Reproduce the records below with "trace the outline" replaced by "draw the border" at every occurrence and everything else unchanged. Omit the pictures.

── Records ──

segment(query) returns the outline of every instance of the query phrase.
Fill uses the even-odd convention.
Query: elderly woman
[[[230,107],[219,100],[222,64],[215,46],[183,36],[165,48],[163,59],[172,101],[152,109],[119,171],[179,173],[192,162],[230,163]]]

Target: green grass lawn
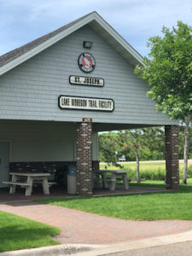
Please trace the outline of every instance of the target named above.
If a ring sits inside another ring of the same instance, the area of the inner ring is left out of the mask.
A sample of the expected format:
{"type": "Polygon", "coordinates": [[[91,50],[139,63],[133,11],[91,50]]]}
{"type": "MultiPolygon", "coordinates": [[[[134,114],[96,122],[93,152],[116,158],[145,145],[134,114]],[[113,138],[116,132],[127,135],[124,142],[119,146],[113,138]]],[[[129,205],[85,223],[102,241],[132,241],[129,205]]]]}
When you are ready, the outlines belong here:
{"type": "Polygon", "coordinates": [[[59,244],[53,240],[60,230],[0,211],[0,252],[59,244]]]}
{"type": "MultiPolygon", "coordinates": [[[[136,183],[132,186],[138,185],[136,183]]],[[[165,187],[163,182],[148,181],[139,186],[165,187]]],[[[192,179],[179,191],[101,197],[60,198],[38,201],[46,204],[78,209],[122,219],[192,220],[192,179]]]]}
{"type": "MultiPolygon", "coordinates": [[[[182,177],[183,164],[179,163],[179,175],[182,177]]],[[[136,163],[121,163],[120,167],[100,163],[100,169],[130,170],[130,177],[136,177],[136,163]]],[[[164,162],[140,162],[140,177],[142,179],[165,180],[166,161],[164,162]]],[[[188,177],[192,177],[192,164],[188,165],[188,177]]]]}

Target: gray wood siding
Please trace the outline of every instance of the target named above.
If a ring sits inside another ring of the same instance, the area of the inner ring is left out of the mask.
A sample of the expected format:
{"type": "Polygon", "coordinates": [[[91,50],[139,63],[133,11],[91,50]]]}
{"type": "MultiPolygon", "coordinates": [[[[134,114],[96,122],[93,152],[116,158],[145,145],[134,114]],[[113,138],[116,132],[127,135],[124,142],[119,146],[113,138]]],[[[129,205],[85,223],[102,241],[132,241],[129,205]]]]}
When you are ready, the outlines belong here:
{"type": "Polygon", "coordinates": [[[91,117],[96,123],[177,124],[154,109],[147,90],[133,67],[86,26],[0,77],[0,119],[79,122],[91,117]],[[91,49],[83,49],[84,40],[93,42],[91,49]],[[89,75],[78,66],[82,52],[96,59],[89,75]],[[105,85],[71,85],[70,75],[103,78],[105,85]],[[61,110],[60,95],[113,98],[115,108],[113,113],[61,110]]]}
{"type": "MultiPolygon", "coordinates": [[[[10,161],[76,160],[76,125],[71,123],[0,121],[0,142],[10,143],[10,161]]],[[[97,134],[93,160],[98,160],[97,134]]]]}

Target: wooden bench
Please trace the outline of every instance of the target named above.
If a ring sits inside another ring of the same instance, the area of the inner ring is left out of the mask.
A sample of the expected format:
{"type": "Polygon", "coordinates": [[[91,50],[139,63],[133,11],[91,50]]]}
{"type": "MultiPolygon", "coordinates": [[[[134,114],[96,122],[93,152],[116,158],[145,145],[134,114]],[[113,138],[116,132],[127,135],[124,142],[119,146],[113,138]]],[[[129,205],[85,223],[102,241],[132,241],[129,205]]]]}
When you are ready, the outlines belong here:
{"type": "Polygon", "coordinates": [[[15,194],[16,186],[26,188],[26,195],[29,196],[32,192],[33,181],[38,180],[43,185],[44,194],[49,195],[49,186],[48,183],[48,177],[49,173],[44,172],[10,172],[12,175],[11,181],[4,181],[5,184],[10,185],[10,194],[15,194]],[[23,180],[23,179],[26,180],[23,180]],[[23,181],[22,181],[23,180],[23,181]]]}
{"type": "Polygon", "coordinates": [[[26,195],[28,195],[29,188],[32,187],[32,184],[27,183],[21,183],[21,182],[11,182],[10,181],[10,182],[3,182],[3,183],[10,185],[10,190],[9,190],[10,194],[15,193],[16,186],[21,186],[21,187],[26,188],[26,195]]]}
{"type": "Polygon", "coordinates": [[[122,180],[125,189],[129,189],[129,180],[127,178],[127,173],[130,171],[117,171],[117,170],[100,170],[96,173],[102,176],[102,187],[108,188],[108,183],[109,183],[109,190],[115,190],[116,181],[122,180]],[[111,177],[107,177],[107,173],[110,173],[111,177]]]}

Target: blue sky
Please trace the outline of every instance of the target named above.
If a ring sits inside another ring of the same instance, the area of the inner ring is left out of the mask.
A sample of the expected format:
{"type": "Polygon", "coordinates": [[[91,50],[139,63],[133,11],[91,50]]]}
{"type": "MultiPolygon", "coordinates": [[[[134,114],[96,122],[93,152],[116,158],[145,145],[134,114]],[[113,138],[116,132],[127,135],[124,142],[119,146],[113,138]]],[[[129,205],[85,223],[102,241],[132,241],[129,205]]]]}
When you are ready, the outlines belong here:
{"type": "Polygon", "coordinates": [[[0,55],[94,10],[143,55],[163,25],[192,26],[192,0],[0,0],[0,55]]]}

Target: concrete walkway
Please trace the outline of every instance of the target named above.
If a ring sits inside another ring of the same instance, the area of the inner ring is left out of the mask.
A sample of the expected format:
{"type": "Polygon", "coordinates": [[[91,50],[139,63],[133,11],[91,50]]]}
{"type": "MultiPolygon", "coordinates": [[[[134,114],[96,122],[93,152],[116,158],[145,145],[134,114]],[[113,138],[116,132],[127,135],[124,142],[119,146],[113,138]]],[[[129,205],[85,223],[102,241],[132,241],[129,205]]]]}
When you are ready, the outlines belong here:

───

◆ Result of this exercise:
segment(query) returns the outline of every instance of the query phrase.
Fill uses the even-odd convention.
Query: elderly woman
[[[230,107],[219,100],[222,64],[215,46],[183,36],[165,48],[163,59],[172,101],[152,109],[119,171],[179,173],[192,162],[230,163]]]

Target: green grass lawn
Please draw the border of every instance of the target named above.
If a ring sits inside another ring of the same instance, the area of the inner ring is left out of the mask.
A sample of the expected format:
{"type": "Polygon", "coordinates": [[[91,50],[139,63],[133,11],[91,50]]]}
{"type": "MultiPolygon", "coordinates": [[[[134,114],[96,122],[93,152],[116,158],[145,145],[134,114]],[[113,138],[116,132],[127,135],[124,142],[119,146],[113,138]]],[[[129,205],[85,223],[102,241],[132,241],[129,205]]]]}
When you are ready, the outlines belong here:
{"type": "Polygon", "coordinates": [[[59,244],[53,240],[60,230],[0,211],[0,252],[59,244]]]}
{"type": "MultiPolygon", "coordinates": [[[[136,183],[132,186],[138,185],[136,183]]],[[[165,187],[163,182],[148,181],[139,186],[165,187]]],[[[192,179],[179,191],[101,197],[60,198],[38,201],[46,204],[78,209],[122,219],[192,220],[192,179]]]]}
{"type": "MultiPolygon", "coordinates": [[[[182,177],[183,164],[179,163],[179,175],[182,177]]],[[[136,163],[121,163],[120,167],[100,163],[100,169],[130,170],[130,177],[136,177],[136,163]]],[[[164,162],[140,162],[140,177],[142,179],[165,180],[166,161],[164,162]]],[[[188,177],[192,177],[192,164],[188,165],[188,177]]]]}

Target: gray wood siding
Please draw the border of every instance of the target named above.
If a ring sits inside another ring of the same instance, the area of the inner ring is left out of the mask.
A sample of the expected format:
{"type": "Polygon", "coordinates": [[[91,50],[139,63],[133,11],[91,50]]]}
{"type": "MultiPolygon", "coordinates": [[[[134,114],[96,122],[93,152],[116,158],[145,145],[134,114]],[[113,138],[116,132],[127,135],[124,142],[119,146],[113,138]]],[[[129,205],[85,223],[102,241],[132,241],[129,205]]]]}
When you are ready, the outlines belong here:
{"type": "Polygon", "coordinates": [[[91,117],[96,123],[177,124],[154,109],[147,90],[133,67],[86,26],[0,77],[0,119],[79,122],[91,117]],[[91,49],[83,49],[84,40],[93,42],[91,49]],[[89,75],[78,66],[82,52],[96,59],[89,75]],[[105,85],[71,85],[70,75],[103,78],[105,85]],[[61,110],[60,95],[113,98],[115,108],[113,113],[61,110]]]}
{"type": "MultiPolygon", "coordinates": [[[[10,161],[76,160],[76,125],[71,123],[0,121],[0,142],[10,143],[10,161]]],[[[97,134],[93,160],[98,160],[97,134]]]]}

Target: wooden bench
Please draw the border of every instance of the target named above.
If a ring sits inside another ring of the same instance, the area of the inner ring is left out of the mask.
A sample of the expected format:
{"type": "Polygon", "coordinates": [[[91,50],[139,63],[133,11],[91,50]]]}
{"type": "MultiPolygon", "coordinates": [[[[134,114],[96,122],[93,152],[116,158],[145,145],[134,114]],[[113,138],[116,132],[127,135],[124,142],[119,146],[113,138]]],[[[129,205],[85,223],[102,241],[132,241],[129,205]]]]}
When you are ready, the outlines belong here:
{"type": "Polygon", "coordinates": [[[15,194],[16,186],[26,188],[26,195],[29,196],[32,192],[33,181],[38,180],[43,185],[44,194],[49,195],[49,186],[48,183],[48,177],[49,173],[44,172],[10,172],[12,175],[11,181],[4,181],[5,184],[10,185],[10,194],[15,194]],[[23,180],[23,179],[26,180],[23,180]],[[23,181],[22,181],[23,180],[23,181]]]}
{"type": "Polygon", "coordinates": [[[26,195],[28,195],[29,188],[32,187],[32,184],[27,183],[21,183],[21,182],[11,182],[10,181],[10,182],[3,182],[3,183],[10,185],[10,190],[9,190],[10,194],[15,193],[16,186],[21,186],[21,187],[26,188],[26,195]]]}
{"type": "Polygon", "coordinates": [[[122,180],[125,189],[129,189],[129,180],[127,178],[127,173],[130,171],[117,171],[117,170],[100,170],[96,173],[102,176],[102,187],[108,188],[108,183],[109,183],[109,190],[115,190],[116,181],[122,180]],[[111,177],[107,177],[107,173],[110,173],[111,177]]]}

Target: blue sky
Please draw the border of every instance of the target named above.
If a ring sits inside another ring of the same instance, the area of the inner ring is left out of the mask.
A sample of the expected format:
{"type": "Polygon", "coordinates": [[[91,50],[139,63],[133,11],[91,50]]]}
{"type": "MultiPolygon", "coordinates": [[[[134,114],[96,122],[93,152],[116,158],[145,145],[134,114]],[[113,138],[116,132],[127,135],[124,142],[119,146],[113,138]]],[[[129,205],[85,223],[102,241],[132,241],[129,205]]]]}
When you are ready, the outlines belong here:
{"type": "Polygon", "coordinates": [[[0,55],[94,10],[143,55],[163,25],[192,26],[192,0],[0,0],[0,55]]]}

Target: concrete walkway
Please draw the border of every instance of the target named above.
If a ring sits inside another ring of the same instance, the area of the inner ring is left out of the mask.
A sample of the expected format:
{"type": "Polygon", "coordinates": [[[91,50],[139,63],[133,11],[91,50]]]}
{"type": "MultiPolygon", "coordinates": [[[[134,114],[96,122],[93,152],[116,158],[145,145],[134,114]],[[113,138],[116,132],[127,135],[124,142],[119,146],[113,138]]],[[[129,205],[85,223],[102,241],[132,241],[129,205]]]]}
When you are ready, the outlines belong here:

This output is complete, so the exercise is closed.